SUPPLIED TEXT:
++++++++++++++++++++

Best alternative to maildir?

Bart Schouten lists at xenhideout.nl
Fri Sep 19 19:22:19 BST 2014


Hi,

I'll tell you a very short story. Believe it or not, but I lost important 
emails due to the fact that my backup tool that I used (IMAPSize) uses a 
maildir format to store its backups and as a result of that choice (to use 
that tool) I became careless and made some bad choices which resulted in 
Thunderbird (most likely) corrupting its mail store without me knowing it 
and deleting the entire month of May and June (almost, save for one 
message) and half of March and more messages from July. This year.

And because I was careless and didn't notice, I deleted the backups I had 
before and Thunderbird obviously also deleted all of that from my IMAP 
store.

Which is just a remote host that hopefully and likely will have a backup 
since this only happened 2 weeks ago.

So, perhaps weird to consider or hard to understand but the fact was that 
I immediately disliked the fact that while IMAPSize is capable of 
converting to mbox format, it doesn't use that, instead burdening the 
filesystem with thousands of files (in my case 12k files). I know it's 
pretty common for Linux or Unix systems to do that thing. I recently 
downloaded a source archive for my Synology NAS and it literally consisted 
of 500k files and something like 27k directories. And probably 400k of 
those files were smaller than 5kB. Thousands upon thousands of little tiny 
header files and makefiles and whatnot. Windows 7 Explorer completely 
choked on it and even reading the archive in WinRAR proved fruitless. I 
just had to extract it straight away.

++++++++++++++++++++

DATA EXCERPTS:
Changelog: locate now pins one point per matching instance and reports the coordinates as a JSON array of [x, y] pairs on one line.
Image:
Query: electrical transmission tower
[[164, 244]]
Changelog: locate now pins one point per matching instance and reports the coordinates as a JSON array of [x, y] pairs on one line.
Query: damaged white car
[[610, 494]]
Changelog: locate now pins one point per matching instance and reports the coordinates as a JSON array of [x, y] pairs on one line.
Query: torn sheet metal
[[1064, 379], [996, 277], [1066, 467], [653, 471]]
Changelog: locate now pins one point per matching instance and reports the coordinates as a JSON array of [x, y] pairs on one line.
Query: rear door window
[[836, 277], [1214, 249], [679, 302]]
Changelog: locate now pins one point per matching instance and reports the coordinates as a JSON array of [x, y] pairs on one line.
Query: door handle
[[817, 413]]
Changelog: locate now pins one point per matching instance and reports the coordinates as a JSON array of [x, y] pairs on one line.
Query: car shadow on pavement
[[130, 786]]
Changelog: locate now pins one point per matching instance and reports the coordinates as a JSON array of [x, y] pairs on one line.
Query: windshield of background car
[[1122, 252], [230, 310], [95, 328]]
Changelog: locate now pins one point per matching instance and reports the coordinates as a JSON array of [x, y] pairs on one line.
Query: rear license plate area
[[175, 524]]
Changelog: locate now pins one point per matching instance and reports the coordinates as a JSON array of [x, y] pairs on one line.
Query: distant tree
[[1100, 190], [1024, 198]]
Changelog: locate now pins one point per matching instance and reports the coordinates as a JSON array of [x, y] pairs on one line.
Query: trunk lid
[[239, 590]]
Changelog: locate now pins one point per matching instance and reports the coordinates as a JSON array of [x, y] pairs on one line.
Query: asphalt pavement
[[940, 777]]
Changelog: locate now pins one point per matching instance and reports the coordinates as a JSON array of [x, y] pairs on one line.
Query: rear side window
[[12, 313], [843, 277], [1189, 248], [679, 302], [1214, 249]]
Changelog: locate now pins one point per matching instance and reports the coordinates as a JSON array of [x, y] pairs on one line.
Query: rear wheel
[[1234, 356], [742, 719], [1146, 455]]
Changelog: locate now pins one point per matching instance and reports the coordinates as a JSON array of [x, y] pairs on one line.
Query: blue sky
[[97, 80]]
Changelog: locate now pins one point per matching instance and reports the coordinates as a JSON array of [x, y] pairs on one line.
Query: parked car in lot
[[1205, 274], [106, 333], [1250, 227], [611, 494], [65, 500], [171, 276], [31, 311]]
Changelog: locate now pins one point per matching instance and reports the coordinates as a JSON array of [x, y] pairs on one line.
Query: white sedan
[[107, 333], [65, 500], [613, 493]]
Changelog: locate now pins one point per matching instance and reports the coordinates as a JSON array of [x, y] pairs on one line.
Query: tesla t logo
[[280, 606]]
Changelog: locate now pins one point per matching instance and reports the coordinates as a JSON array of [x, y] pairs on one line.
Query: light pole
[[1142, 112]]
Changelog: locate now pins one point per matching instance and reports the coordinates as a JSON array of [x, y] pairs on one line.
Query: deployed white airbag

++++++++++++++++++++

WORK TO COMPLETE:
A) Write out the passage of the maildir post starting with "I'll tell you" and going on through "July. This year.".
B) According to the maildir post, what format is IMAPSize capable of converting to?
The items placed after the maildir post were taken from a separate source.

ANSWERS TO THE TASKS:
A)
I'll tell you a very short story. Believe it or not, but I lost important 
emails due to the fact that my backup tool that I used (IMAPSize) uses a 
maildir format to store its backups and as a result of that choice (to use 
that tool) I became careless and made some bad choices which resulted in 
Thunderbird (most likely) corrupting its mail store without me knowing it 
and deleting the entire month of May and June (almost, save for one 
message) and half of March and more messages from July. This year.

B) Mbox format.